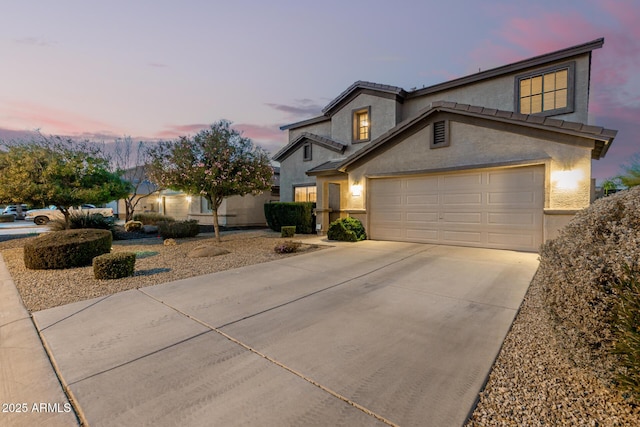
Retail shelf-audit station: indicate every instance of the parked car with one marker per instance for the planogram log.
(43, 216)
(13, 210)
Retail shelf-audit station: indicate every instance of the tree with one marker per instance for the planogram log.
(216, 163)
(631, 175)
(130, 164)
(57, 171)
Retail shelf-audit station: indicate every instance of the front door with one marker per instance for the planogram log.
(334, 202)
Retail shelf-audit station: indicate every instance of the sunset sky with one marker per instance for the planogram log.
(159, 69)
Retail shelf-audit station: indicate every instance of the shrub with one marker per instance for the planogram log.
(78, 220)
(114, 265)
(287, 230)
(178, 229)
(7, 218)
(347, 230)
(132, 226)
(152, 218)
(287, 247)
(66, 249)
(300, 214)
(579, 272)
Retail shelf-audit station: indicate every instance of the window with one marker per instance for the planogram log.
(547, 92)
(440, 134)
(362, 125)
(305, 193)
(306, 152)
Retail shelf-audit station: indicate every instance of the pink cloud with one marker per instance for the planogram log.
(22, 115)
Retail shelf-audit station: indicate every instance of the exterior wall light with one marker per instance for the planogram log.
(567, 179)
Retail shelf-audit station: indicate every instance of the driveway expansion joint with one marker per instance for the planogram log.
(274, 361)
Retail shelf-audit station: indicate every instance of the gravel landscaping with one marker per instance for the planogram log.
(155, 263)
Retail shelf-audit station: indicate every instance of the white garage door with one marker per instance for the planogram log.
(491, 208)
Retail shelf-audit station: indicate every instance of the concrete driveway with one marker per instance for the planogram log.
(372, 333)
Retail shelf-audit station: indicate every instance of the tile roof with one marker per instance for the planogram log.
(317, 139)
(602, 137)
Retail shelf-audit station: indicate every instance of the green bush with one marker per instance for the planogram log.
(581, 270)
(287, 247)
(114, 265)
(132, 226)
(178, 229)
(300, 214)
(152, 218)
(66, 249)
(347, 230)
(287, 231)
(7, 218)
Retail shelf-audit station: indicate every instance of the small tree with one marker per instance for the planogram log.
(130, 164)
(216, 163)
(57, 171)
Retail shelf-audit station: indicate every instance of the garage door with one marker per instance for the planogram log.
(492, 208)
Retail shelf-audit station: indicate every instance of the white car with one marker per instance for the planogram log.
(13, 210)
(43, 216)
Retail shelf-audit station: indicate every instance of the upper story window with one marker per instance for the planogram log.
(305, 193)
(546, 92)
(362, 125)
(306, 152)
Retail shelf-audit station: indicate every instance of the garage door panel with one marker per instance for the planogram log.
(467, 180)
(496, 208)
(422, 216)
(462, 217)
(463, 199)
(512, 218)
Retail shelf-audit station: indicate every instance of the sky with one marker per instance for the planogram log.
(160, 69)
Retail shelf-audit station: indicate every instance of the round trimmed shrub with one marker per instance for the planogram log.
(132, 226)
(346, 230)
(7, 218)
(66, 249)
(114, 265)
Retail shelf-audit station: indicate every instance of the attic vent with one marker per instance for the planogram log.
(440, 136)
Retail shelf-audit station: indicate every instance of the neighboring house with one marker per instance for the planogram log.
(235, 211)
(497, 159)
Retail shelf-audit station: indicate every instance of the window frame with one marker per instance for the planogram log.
(356, 128)
(447, 135)
(307, 152)
(307, 186)
(570, 108)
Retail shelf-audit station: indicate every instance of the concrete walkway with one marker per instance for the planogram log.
(372, 333)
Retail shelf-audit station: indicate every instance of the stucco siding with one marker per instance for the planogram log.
(293, 169)
(320, 129)
(474, 145)
(499, 93)
(383, 117)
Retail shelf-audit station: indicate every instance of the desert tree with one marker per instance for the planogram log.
(214, 164)
(130, 160)
(57, 171)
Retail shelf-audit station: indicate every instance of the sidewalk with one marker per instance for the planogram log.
(30, 392)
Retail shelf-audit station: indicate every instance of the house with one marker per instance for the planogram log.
(235, 211)
(497, 159)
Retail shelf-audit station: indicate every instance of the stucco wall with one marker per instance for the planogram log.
(293, 169)
(474, 145)
(321, 129)
(383, 117)
(499, 93)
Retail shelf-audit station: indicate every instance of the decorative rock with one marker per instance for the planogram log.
(207, 251)
(149, 229)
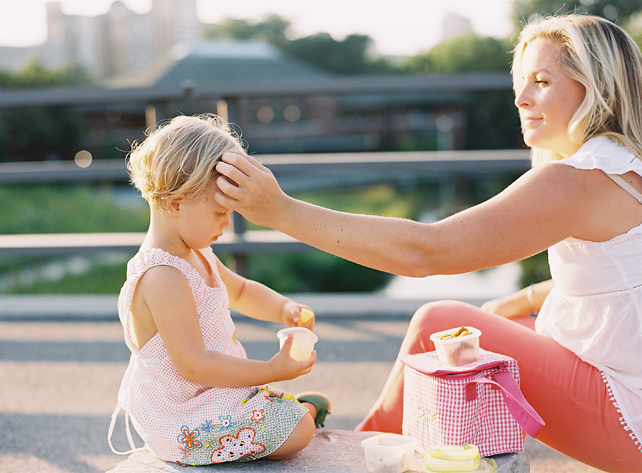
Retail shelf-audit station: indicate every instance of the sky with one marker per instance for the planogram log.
(398, 27)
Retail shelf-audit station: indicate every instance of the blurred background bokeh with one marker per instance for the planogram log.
(90, 80)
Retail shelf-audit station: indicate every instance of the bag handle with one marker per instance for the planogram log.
(517, 404)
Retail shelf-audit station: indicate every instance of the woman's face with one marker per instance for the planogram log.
(547, 98)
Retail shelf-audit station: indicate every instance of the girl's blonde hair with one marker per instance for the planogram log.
(179, 158)
(607, 62)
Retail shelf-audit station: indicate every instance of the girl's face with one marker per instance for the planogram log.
(203, 219)
(547, 98)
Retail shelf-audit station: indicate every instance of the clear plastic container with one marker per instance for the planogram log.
(458, 350)
(303, 342)
(389, 453)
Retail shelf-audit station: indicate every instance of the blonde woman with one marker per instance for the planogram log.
(578, 86)
(192, 393)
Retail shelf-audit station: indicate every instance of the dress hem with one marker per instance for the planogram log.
(622, 420)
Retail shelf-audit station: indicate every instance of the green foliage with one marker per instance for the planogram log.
(67, 209)
(34, 74)
(349, 56)
(493, 121)
(273, 30)
(40, 133)
(466, 53)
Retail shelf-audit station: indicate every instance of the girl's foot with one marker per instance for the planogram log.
(320, 402)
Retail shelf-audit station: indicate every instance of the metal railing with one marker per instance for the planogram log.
(309, 171)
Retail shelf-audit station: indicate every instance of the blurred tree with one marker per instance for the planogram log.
(614, 10)
(349, 56)
(273, 30)
(465, 53)
(492, 119)
(40, 133)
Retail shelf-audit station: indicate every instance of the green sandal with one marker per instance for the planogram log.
(318, 400)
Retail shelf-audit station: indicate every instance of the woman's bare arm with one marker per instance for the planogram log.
(546, 205)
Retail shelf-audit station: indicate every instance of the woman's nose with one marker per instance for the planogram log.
(522, 98)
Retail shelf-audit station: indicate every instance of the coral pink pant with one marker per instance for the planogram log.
(569, 394)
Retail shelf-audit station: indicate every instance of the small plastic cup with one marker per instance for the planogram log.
(389, 453)
(303, 342)
(458, 350)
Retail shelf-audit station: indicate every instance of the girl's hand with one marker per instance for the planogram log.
(285, 367)
(292, 315)
(248, 187)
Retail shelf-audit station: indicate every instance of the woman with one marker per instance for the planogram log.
(577, 81)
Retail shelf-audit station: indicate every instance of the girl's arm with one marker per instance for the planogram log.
(258, 301)
(546, 205)
(164, 293)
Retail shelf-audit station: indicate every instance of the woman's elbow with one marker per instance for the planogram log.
(417, 263)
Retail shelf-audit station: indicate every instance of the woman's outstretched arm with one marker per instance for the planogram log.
(538, 210)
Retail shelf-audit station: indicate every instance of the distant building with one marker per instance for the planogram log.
(118, 41)
(455, 25)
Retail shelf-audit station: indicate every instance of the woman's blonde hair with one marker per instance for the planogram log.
(179, 158)
(607, 62)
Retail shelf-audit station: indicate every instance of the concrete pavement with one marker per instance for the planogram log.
(59, 381)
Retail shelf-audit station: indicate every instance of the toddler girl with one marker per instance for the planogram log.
(192, 393)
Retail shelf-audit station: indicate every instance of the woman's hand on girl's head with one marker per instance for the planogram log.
(284, 367)
(248, 187)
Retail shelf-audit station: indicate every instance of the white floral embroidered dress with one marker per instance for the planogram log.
(186, 422)
(595, 309)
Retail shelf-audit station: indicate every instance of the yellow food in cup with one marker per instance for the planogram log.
(306, 316)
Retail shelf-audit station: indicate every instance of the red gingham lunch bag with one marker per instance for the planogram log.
(477, 403)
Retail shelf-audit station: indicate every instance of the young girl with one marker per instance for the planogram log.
(190, 390)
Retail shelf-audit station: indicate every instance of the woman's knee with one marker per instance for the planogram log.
(430, 318)
(297, 441)
(436, 316)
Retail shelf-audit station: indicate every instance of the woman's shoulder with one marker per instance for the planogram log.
(606, 155)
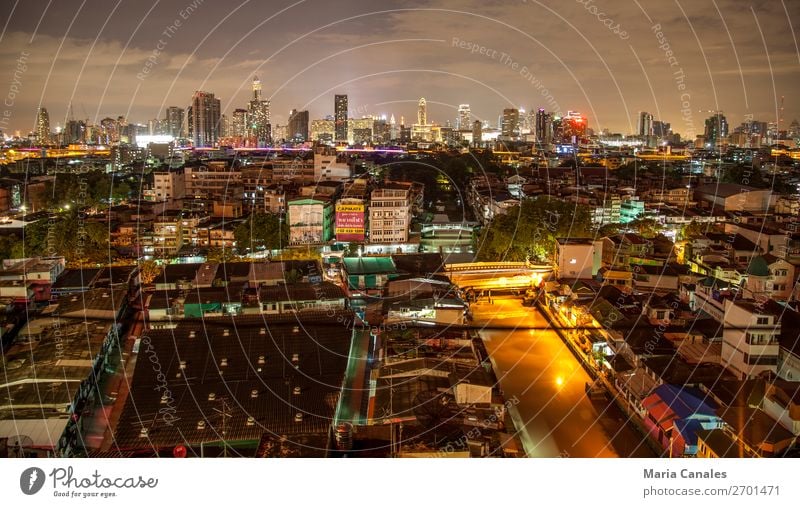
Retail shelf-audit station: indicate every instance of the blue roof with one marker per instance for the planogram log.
(688, 429)
(684, 402)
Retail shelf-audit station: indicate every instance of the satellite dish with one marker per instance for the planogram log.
(17, 445)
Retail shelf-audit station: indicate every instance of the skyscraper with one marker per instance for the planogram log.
(464, 117)
(340, 118)
(239, 123)
(510, 123)
(716, 129)
(42, 125)
(298, 125)
(645, 125)
(422, 112)
(204, 119)
(174, 121)
(661, 129)
(477, 132)
(258, 116)
(544, 127)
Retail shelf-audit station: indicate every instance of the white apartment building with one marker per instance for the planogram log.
(389, 215)
(750, 339)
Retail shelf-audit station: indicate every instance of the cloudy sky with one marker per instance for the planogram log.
(603, 58)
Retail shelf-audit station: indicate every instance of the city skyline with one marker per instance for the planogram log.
(385, 59)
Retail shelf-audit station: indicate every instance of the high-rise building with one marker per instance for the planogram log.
(393, 131)
(154, 127)
(258, 116)
(75, 132)
(527, 121)
(464, 117)
(544, 127)
(661, 129)
(645, 124)
(422, 112)
(340, 118)
(322, 130)
(239, 123)
(573, 127)
(298, 125)
(510, 123)
(42, 125)
(477, 132)
(174, 121)
(204, 119)
(109, 131)
(716, 129)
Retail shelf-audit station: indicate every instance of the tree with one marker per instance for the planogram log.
(261, 231)
(692, 230)
(220, 255)
(148, 271)
(646, 227)
(529, 230)
(69, 235)
(609, 230)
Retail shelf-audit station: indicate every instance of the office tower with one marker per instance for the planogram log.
(75, 131)
(239, 123)
(464, 117)
(661, 129)
(422, 112)
(204, 119)
(527, 121)
(226, 126)
(258, 116)
(716, 129)
(298, 125)
(42, 125)
(477, 132)
(340, 118)
(645, 125)
(544, 127)
(510, 123)
(573, 127)
(174, 121)
(393, 131)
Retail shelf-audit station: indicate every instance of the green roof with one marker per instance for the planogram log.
(299, 202)
(758, 266)
(369, 265)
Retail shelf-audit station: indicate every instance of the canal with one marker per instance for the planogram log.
(553, 415)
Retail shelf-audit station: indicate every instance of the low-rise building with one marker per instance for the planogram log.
(310, 221)
(389, 215)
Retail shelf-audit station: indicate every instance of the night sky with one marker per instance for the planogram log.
(601, 58)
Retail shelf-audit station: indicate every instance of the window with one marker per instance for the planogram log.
(760, 360)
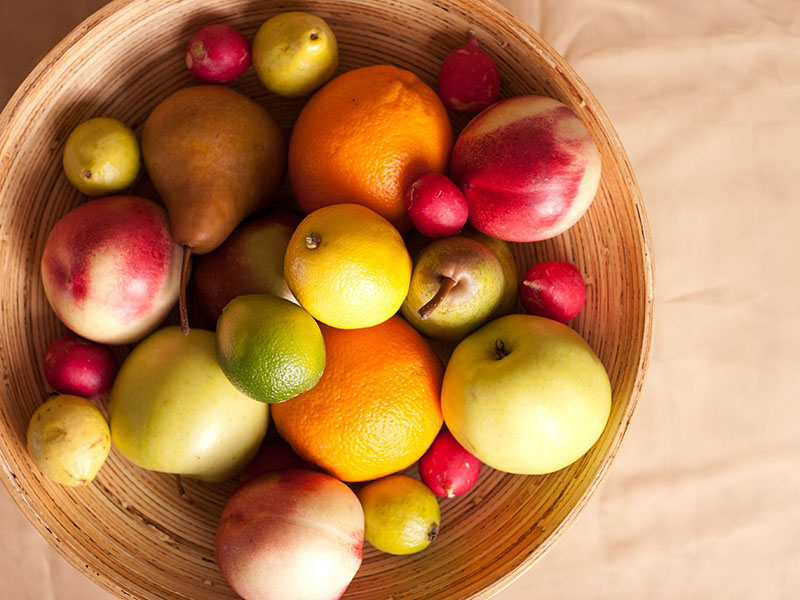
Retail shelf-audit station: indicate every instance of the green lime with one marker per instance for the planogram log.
(101, 157)
(401, 514)
(68, 440)
(269, 348)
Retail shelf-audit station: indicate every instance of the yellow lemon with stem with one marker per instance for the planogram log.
(348, 266)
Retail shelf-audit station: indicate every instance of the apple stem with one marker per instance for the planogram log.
(187, 255)
(500, 349)
(447, 284)
(181, 491)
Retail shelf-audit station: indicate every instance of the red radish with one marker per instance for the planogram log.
(274, 456)
(436, 206)
(217, 54)
(555, 290)
(468, 79)
(447, 468)
(76, 366)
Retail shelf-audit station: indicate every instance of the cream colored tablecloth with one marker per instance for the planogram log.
(704, 499)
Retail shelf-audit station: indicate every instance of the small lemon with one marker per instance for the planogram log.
(348, 266)
(269, 348)
(401, 514)
(294, 53)
(101, 157)
(68, 440)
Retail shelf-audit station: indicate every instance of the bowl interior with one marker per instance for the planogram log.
(131, 530)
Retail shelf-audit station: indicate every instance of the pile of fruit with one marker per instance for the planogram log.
(318, 310)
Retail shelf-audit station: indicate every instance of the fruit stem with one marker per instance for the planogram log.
(500, 350)
(444, 289)
(187, 255)
(312, 241)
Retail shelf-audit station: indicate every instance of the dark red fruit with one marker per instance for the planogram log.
(217, 54)
(468, 79)
(447, 468)
(436, 206)
(79, 367)
(555, 290)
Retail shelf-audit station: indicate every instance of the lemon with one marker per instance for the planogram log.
(269, 348)
(348, 266)
(68, 440)
(294, 53)
(101, 157)
(401, 514)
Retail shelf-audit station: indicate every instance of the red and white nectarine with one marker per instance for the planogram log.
(528, 168)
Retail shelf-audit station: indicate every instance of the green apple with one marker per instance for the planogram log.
(173, 409)
(526, 395)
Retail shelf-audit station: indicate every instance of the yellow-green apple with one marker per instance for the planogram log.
(173, 409)
(291, 535)
(250, 261)
(111, 269)
(526, 395)
(528, 168)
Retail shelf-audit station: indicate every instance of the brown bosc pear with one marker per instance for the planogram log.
(215, 156)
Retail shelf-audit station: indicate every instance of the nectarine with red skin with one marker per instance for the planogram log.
(291, 535)
(79, 367)
(528, 168)
(111, 269)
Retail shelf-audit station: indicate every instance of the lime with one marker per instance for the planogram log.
(68, 440)
(401, 514)
(101, 157)
(294, 53)
(269, 348)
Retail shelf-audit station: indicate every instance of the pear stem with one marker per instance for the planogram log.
(444, 289)
(187, 255)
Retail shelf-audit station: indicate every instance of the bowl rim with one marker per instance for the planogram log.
(551, 62)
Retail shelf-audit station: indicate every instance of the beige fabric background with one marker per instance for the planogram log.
(704, 499)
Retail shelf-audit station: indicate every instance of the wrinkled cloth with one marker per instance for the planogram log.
(704, 498)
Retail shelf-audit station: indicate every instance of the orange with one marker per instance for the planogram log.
(376, 409)
(364, 138)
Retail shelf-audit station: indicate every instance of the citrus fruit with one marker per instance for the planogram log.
(365, 137)
(101, 156)
(376, 409)
(269, 348)
(294, 53)
(348, 266)
(401, 514)
(68, 440)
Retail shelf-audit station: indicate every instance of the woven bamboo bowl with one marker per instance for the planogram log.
(129, 530)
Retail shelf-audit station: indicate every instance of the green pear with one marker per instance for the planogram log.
(502, 250)
(173, 409)
(456, 285)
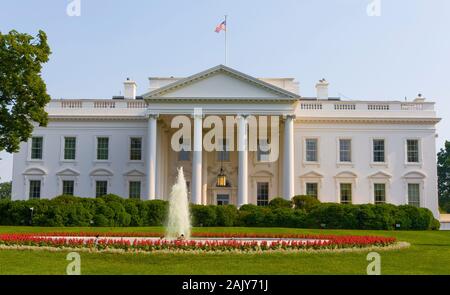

+++

• Objetivo del ejercicio:
Localiza en las entradas anteriores cada línea que incluya la palabra "roof" y cópiala.

• Resultado final:
Retail shelf-audit station: indicate every instance of the tile roof with one marker per instance for the planogram log.
Retail shelf-audit station: indicate every instance of the blue roof with one marker per instance for the planogram log.
Retail shelf-audit station: indicate every instance of the green roof with one marker per instance for the planogram log.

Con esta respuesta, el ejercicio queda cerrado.